* [Task]: Lay out every line of the material below as a numbered list, omitting blank lines. Keep any images out of your answer.

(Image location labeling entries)
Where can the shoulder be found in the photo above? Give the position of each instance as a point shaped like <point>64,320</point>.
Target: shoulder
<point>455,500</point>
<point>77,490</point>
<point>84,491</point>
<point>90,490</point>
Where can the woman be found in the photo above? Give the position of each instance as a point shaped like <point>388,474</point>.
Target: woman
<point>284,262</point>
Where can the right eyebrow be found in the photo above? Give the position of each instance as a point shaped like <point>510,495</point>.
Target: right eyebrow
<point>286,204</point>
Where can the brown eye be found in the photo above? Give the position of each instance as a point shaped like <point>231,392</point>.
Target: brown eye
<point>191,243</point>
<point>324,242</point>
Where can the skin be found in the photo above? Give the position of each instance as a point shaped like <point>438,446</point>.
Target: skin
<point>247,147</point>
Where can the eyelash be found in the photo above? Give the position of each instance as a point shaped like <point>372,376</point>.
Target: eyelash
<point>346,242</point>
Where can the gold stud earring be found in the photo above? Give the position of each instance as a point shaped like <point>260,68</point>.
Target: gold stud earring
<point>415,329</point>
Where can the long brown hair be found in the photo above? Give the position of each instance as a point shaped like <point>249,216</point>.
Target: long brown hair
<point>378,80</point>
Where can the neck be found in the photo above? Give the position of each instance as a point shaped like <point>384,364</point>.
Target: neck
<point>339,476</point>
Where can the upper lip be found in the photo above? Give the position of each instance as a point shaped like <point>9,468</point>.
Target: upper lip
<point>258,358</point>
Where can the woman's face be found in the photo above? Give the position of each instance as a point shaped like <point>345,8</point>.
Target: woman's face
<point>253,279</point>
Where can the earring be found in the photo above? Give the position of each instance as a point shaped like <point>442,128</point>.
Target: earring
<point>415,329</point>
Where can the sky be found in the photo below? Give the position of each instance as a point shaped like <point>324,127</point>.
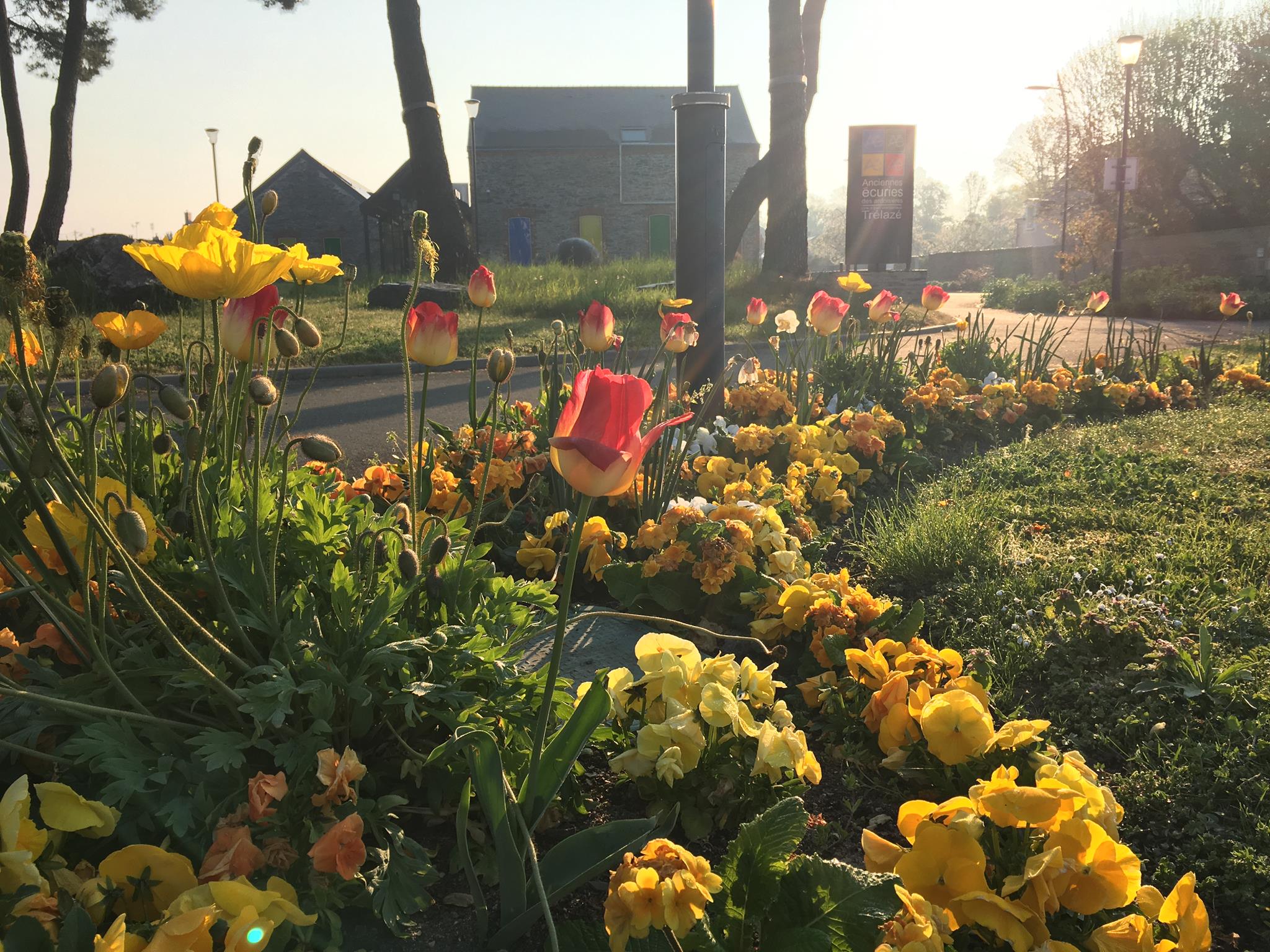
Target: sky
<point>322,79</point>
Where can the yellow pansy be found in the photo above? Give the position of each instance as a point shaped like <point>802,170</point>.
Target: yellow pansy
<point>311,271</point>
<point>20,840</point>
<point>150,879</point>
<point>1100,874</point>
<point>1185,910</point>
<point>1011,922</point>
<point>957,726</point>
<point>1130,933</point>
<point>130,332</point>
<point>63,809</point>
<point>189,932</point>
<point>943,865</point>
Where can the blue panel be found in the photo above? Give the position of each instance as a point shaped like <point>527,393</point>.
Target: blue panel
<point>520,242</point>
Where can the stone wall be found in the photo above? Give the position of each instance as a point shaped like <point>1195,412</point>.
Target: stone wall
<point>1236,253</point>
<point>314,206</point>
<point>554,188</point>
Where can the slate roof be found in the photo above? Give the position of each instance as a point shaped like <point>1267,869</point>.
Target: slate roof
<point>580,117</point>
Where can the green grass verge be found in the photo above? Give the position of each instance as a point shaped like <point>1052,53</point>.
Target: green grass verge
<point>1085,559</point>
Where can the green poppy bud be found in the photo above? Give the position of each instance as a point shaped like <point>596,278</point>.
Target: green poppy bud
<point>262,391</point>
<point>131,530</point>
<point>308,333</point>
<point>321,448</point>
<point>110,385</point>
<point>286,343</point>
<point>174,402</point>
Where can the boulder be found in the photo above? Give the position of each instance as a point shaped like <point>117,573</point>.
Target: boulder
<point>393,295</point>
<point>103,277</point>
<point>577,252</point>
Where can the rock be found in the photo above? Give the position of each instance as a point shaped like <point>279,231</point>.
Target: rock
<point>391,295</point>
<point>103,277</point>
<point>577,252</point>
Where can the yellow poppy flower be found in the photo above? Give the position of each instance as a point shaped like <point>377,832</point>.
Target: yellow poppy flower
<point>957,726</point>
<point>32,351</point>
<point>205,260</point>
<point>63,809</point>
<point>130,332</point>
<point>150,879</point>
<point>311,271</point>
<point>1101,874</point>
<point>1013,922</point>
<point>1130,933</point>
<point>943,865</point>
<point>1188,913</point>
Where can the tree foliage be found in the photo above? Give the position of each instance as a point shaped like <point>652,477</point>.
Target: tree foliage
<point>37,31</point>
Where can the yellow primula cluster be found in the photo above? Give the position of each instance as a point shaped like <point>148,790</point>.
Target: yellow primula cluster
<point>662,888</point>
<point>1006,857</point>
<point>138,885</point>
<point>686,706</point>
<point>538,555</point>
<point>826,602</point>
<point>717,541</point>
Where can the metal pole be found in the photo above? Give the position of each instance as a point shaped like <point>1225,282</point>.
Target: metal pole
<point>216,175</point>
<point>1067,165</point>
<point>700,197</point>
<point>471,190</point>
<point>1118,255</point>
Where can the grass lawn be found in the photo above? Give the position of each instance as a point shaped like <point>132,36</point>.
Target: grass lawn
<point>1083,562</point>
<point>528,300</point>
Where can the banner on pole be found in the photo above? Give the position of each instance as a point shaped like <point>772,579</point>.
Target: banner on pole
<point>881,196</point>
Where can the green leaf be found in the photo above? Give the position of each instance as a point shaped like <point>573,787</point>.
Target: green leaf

* [Written solution]:
1. Where can the shoulder be found in the photo above? Give the position of each instance as a point shaped like <point>64,320</point>.
2. Target: shoulder
3. <point>455,500</point>
4. <point>77,490</point>
5. <point>84,491</point>
6. <point>90,490</point>
7. Where can the woman be found in the photo above? Give the position of each instance as a point shaped like <point>388,474</point>.
8. Target: woman
9. <point>284,262</point>
10. Where can the right eyebrow be found in the photo above? Give the position of each instance as a point shaped like <point>510,495</point>.
11. Target: right eyebrow
12. <point>286,204</point>
13. Where can the brown eye be found in the photo above? Give the position of each instance as a point shaped like <point>231,392</point>.
14. Target: brown eye
15. <point>191,243</point>
16. <point>324,242</point>
17. Where can the skin be found in the photo above? Give the position of each instance as a point shaped like <point>438,446</point>.
18. Target: skin
19. <point>247,147</point>
20. Where can the eyelash be found in the photo above? Give the position of each instance as a point shaped like <point>372,376</point>.
21. Target: eyelash
22. <point>346,242</point>
23. Where can the gold stud earring be found in the photo above? Give the position of each instance as a point shaped like <point>260,68</point>.
24. Target: gold stud earring
25. <point>415,329</point>
26. Where can the long brown hair be found in the photo above? Give the position of each instance as a point shaped like <point>249,216</point>.
27. Target: long brown hair
28. <point>378,80</point>
29. Where can the neck be found in the photo above? Give the position of each instance as a point shaped like <point>384,364</point>.
30. Target: neck
31. <point>339,476</point>
32. Where can the upper lip be found in the photo above? Give the position of each instance as a point shaped like <point>9,468</point>.
33. Target: upper lip
34. <point>258,358</point>
35. Where can the woman's face be found in the photo above? Give the position of each instance as a point shaped like <point>345,8</point>.
36. Target: woman's face
37. <point>253,279</point>
38. Where can the earring be found in the photo above? Give the position of each instance as a point shaped like <point>442,128</point>.
39. Target: earring
40. <point>415,329</point>
41. Where can the sky be found in the photo below? Give the position of each instance as a point shaped like <point>324,127</point>.
42. Target: sky
43. <point>322,79</point>
44. Where can the yellow pansy be found in the photo above? Give the position of each instance as a point shaped like <point>802,170</point>.
45. Target: yellow pansy
46. <point>311,271</point>
47. <point>20,840</point>
48. <point>150,879</point>
49. <point>1100,874</point>
50. <point>1185,910</point>
51. <point>1011,922</point>
52. <point>957,726</point>
53. <point>1130,933</point>
54. <point>130,332</point>
55. <point>63,809</point>
56. <point>189,932</point>
57. <point>943,865</point>
58. Where can the blue panel be found in the photo above? Give the position of each instance as a point shaped like <point>527,393</point>.
59. Target: blue panel
60. <point>520,242</point>
61. Where can the stone wall be found in the photo above? Give the position of each instance as a point shaped like <point>1195,412</point>.
62. Target: stone wall
63. <point>1236,253</point>
64. <point>314,206</point>
65. <point>554,188</point>
66. Where can the slate roof be found in the photo above? Give the position of each instance as a point shaped like <point>1267,869</point>.
67. Target: slate roof
68. <point>580,117</point>
69. Where can the green grass verge be found in the photo above? Give the position of each instance as a point shaped like <point>1052,53</point>.
70. Target: green grass verge
71. <point>1085,559</point>
72. Where can the green poppy bud be found in the photo above? Give the position of each instance as a point shaped like <point>596,278</point>.
73. Target: green poppy bud
74. <point>262,391</point>
75. <point>131,530</point>
76. <point>308,333</point>
77. <point>321,448</point>
78. <point>110,385</point>
79. <point>286,343</point>
80. <point>174,402</point>
81. Where can the boulder be found in the photo above? Give the position of each instance as a point shaped like <point>117,573</point>.
82. Target: boulder
83. <point>393,295</point>
84. <point>103,277</point>
85. <point>577,252</point>
86. Where can the rock be found in the photo above? Give the position of each instance as a point shaped like <point>279,231</point>.
87. Target: rock
88. <point>391,295</point>
89. <point>103,277</point>
90. <point>577,252</point>
91. Where can the yellow poppy flower be found in the photo above? Give the position of each instance as a point shaped like <point>377,832</point>.
92. Target: yellow poppy flower
93. <point>957,726</point>
94. <point>32,351</point>
95. <point>205,260</point>
96. <point>63,809</point>
97. <point>130,332</point>
98. <point>150,879</point>
99. <point>311,271</point>
100. <point>1101,874</point>
101. <point>1013,922</point>
102. <point>1130,933</point>
103. <point>943,865</point>
104. <point>1188,913</point>
105. Where can the tree foliage be found in the photo above? Give the position of each instance as a point shaped like <point>652,477</point>.
106. Target: tree foliage
107. <point>37,31</point>
108. Where can the yellow primula cluster be found in the photo above? Give the position of each instance as a point shaped like <point>148,790</point>.
109. Target: yellow primula cluster
110. <point>662,888</point>
111. <point>1006,857</point>
112. <point>138,885</point>
113. <point>686,706</point>
114. <point>538,555</point>
115. <point>826,602</point>
116. <point>717,541</point>
117. Where can the metal pole be found in the photo above? Give the position of each instance as a point shaped like <point>1225,282</point>.
118. Target: metal pole
119. <point>216,175</point>
120. <point>1067,165</point>
121. <point>700,197</point>
122. <point>471,190</point>
123. <point>1118,255</point>
124. Where can the grass lawn be found in the photo above? Give the position of each instance as a point shaped like <point>132,36</point>.
125. Target: grass lawn
126. <point>1083,562</point>
127. <point>528,300</point>
128. Where can the banner on pole be found in the photo above? Give the position of each instance as a point shaped like <point>772,579</point>.
129. Target: banner on pole
130. <point>881,196</point>
131. Where can the green leaf be found in the photo above? Give the position of each instance as a point shaped like <point>573,787</point>.
132. Target: green leaf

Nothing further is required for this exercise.